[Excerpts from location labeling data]
※
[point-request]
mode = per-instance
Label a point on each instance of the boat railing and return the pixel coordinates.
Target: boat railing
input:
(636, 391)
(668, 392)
※
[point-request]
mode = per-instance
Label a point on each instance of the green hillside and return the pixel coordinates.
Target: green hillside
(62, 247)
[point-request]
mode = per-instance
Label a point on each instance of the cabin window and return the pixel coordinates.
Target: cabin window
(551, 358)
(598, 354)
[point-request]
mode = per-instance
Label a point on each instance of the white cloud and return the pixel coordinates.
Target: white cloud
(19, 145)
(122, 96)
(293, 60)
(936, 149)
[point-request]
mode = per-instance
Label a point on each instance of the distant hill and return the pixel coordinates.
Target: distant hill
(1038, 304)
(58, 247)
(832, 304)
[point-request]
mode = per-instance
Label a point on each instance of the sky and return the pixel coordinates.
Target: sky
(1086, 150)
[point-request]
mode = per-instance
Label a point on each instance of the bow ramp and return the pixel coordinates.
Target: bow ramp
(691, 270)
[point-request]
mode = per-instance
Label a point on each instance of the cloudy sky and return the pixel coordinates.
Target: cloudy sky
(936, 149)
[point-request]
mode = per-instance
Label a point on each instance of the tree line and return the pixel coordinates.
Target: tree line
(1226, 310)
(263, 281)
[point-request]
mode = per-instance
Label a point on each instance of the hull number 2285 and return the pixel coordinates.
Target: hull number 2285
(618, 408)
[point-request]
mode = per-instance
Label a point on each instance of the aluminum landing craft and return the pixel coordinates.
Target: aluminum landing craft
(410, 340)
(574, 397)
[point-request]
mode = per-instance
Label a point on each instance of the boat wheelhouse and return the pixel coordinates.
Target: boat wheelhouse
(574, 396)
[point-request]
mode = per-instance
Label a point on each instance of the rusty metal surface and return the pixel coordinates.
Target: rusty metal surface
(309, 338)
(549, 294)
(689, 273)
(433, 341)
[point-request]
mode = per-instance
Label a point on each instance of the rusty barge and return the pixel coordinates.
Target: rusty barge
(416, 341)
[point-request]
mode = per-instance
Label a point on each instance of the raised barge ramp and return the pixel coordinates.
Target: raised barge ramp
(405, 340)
※
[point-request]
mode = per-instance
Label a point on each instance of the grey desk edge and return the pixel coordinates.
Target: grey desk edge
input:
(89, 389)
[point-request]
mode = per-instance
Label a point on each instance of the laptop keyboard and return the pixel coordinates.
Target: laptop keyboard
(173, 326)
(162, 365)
※
PROBLEM DETAILS: Please count the lines in the entries above that contain the word "desk", treating uppercase and lowercase letters as different. Reply with the number alone.

RESPONSE TO THE EXERCISE: 2